> Goal of the exercise
Will you set down, word for word, the stretch of the records below from the line containing "Where can the buckle tongue" through the line containing "pixel 508 449", including both of those lines?

____________

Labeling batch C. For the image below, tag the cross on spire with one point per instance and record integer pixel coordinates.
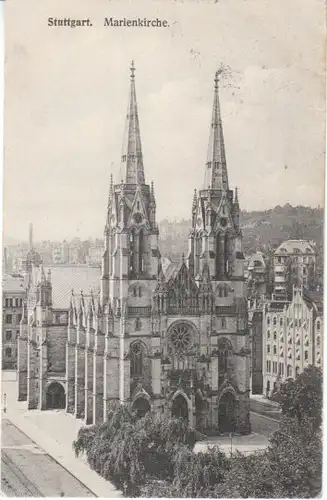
(132, 159)
(132, 68)
(216, 176)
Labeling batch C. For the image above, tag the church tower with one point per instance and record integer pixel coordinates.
(216, 238)
(130, 260)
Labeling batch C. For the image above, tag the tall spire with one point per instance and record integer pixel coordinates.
(216, 169)
(132, 159)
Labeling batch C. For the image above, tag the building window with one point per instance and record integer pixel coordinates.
(9, 318)
(137, 358)
(138, 324)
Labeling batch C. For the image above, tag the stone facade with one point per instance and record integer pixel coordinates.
(170, 337)
(292, 337)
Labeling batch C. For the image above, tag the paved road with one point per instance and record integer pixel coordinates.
(27, 471)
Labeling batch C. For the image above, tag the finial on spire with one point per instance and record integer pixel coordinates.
(236, 195)
(216, 176)
(132, 68)
(216, 79)
(194, 200)
(132, 158)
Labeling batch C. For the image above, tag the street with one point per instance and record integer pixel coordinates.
(28, 471)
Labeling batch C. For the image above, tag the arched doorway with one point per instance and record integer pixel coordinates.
(180, 408)
(141, 406)
(227, 410)
(56, 396)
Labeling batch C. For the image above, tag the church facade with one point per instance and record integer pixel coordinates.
(161, 336)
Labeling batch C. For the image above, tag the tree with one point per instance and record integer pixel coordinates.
(129, 451)
(302, 398)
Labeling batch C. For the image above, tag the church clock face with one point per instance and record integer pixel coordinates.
(181, 339)
(138, 218)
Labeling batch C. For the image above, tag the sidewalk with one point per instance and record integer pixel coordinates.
(54, 432)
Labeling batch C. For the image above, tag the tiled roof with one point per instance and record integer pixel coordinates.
(64, 279)
(11, 284)
(296, 246)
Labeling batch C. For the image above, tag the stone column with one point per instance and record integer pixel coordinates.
(88, 411)
(80, 373)
(70, 369)
(22, 366)
(98, 375)
(31, 382)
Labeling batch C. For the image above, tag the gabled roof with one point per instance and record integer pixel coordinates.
(295, 247)
(67, 278)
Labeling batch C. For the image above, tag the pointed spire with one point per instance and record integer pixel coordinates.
(132, 159)
(195, 199)
(42, 274)
(216, 169)
(236, 196)
(111, 189)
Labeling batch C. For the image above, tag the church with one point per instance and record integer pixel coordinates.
(162, 336)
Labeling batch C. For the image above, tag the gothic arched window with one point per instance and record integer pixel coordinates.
(224, 351)
(141, 252)
(138, 324)
(226, 251)
(132, 251)
(137, 352)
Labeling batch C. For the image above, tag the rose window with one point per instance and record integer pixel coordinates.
(181, 338)
(136, 349)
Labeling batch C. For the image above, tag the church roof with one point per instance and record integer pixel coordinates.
(64, 279)
(296, 247)
(13, 284)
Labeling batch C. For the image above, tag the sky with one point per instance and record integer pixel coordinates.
(66, 93)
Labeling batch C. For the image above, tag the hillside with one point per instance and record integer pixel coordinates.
(261, 230)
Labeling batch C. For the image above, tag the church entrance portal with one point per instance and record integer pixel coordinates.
(56, 396)
(141, 406)
(180, 408)
(227, 409)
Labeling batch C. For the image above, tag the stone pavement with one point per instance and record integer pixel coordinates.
(54, 432)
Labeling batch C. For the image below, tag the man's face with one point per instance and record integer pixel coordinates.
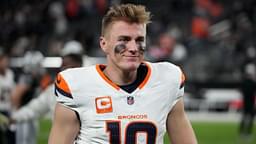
(124, 45)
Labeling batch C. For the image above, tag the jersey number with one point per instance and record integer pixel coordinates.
(132, 129)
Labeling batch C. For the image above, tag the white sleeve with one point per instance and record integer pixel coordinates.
(37, 107)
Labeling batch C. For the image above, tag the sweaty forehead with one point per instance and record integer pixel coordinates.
(121, 28)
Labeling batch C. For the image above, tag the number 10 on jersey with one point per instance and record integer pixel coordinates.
(132, 131)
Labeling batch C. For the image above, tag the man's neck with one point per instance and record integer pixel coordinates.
(120, 77)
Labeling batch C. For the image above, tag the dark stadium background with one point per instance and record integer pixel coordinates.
(212, 39)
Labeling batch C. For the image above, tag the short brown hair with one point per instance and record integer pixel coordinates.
(125, 12)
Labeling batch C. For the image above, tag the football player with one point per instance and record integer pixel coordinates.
(127, 100)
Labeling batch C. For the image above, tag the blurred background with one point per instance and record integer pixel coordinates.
(212, 40)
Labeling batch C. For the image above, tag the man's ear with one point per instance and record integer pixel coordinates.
(103, 44)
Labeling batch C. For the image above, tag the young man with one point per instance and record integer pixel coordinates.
(127, 100)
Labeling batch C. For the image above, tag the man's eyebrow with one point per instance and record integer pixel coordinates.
(124, 37)
(140, 38)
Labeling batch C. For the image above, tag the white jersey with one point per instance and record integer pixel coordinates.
(6, 85)
(109, 114)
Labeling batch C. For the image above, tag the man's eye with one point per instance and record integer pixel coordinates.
(123, 40)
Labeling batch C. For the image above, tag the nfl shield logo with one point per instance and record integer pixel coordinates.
(130, 100)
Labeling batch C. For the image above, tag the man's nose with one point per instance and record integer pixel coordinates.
(132, 46)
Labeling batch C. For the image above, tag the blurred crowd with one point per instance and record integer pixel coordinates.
(211, 39)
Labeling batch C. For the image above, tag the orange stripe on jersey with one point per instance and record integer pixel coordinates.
(183, 78)
(146, 78)
(105, 78)
(61, 85)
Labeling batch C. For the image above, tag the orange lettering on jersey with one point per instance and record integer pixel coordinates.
(103, 104)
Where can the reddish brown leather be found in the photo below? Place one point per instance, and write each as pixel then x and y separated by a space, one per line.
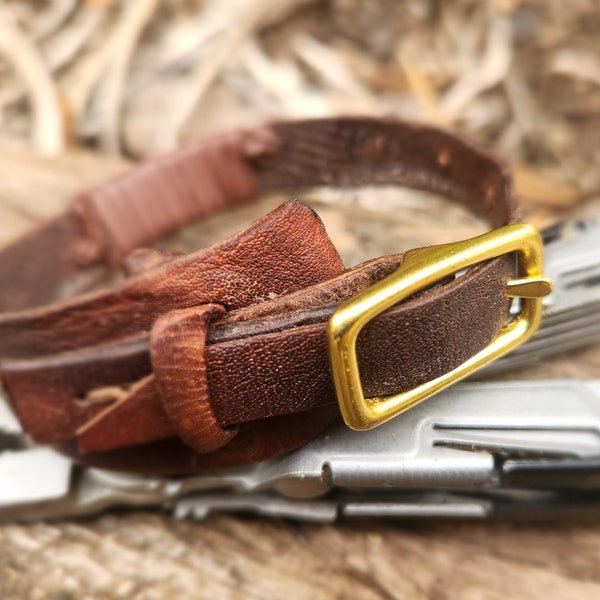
pixel 262 368
pixel 177 347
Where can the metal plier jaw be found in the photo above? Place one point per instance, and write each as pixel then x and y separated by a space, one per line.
pixel 475 450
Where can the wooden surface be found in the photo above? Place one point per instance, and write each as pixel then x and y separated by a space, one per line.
pixel 147 555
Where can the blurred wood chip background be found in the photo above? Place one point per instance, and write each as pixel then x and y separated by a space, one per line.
pixel 89 87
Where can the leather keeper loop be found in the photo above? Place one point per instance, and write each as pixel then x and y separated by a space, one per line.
pixel 177 345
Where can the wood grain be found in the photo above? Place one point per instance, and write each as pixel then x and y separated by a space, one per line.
pixel 149 556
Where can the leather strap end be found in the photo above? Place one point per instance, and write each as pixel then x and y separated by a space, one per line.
pixel 177 346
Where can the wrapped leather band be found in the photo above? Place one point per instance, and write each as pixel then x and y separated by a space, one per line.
pixel 196 392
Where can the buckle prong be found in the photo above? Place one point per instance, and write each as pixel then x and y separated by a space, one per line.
pixel 420 269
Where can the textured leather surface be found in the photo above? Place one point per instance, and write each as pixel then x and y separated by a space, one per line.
pixel 219 357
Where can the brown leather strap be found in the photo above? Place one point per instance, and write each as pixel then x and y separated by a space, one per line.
pixel 112 373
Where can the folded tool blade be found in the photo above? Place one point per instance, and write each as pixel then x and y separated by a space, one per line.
pixel 474 449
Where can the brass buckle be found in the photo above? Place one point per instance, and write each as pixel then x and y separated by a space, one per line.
pixel 422 268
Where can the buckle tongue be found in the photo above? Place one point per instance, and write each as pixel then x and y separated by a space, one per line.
pixel 422 268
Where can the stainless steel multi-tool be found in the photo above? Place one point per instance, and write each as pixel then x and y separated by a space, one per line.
pixel 508 449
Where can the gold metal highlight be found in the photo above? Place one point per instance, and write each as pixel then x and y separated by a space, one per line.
pixel 422 268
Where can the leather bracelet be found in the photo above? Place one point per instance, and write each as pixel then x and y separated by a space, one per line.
pixel 220 357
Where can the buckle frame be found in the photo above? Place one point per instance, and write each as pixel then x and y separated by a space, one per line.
pixel 422 268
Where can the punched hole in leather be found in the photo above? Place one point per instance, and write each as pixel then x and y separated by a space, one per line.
pixel 242 322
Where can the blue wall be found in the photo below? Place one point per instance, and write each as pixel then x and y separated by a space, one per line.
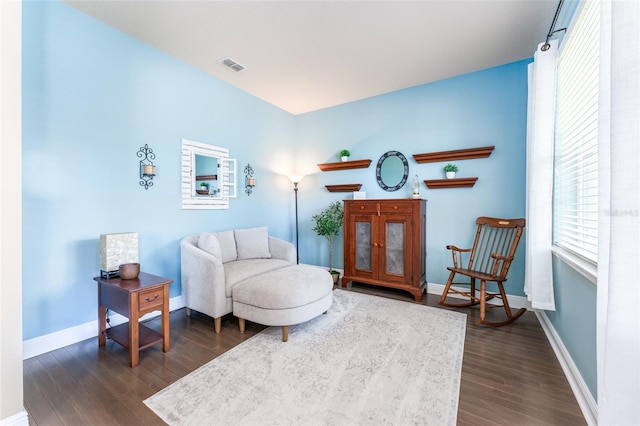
pixel 92 97
pixel 575 319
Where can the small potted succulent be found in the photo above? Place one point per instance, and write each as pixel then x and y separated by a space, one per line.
pixel 328 224
pixel 450 170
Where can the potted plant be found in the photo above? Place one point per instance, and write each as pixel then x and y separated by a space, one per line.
pixel 327 224
pixel 450 170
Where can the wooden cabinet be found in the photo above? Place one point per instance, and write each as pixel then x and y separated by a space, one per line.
pixel 385 243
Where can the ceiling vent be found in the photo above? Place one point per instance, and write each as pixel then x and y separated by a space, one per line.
pixel 230 63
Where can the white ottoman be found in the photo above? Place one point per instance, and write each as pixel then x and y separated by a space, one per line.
pixel 283 297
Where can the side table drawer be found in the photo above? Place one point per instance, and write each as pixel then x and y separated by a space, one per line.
pixel 150 300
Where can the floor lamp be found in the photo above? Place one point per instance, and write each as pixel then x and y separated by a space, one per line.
pixel 296 180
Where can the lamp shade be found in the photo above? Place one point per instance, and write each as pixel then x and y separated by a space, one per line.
pixel 116 249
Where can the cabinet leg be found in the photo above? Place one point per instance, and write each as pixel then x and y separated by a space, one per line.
pixel 102 325
pixel 166 336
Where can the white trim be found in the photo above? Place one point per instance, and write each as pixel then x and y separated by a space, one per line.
pixel 18 419
pixel 50 342
pixel 582 266
pixel 580 390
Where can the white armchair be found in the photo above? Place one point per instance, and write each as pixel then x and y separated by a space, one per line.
pixel 213 263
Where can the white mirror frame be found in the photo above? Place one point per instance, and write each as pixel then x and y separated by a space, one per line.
pixel 226 176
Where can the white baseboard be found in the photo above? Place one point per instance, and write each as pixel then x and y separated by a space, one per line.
pixel 18 419
pixel 582 393
pixel 586 402
pixel 53 341
pixel 49 342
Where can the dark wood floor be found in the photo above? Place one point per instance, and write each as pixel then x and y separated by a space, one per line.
pixel 510 375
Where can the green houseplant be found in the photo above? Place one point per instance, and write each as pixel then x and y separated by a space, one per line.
pixel 327 224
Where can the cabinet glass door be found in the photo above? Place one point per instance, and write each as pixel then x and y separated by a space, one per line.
pixel 394 256
pixel 365 262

____________

> Written answer
Where can the buckle tongue be found in the photo above? Place one point per instance, and write each as pixel then x and y separated by a space, one per line.
pixel 422 268
Where can the stainless steel multi-tool be found in the photo above? Place one point per instance, and write each as pixel then x and y separated by a space, one per line.
pixel 508 449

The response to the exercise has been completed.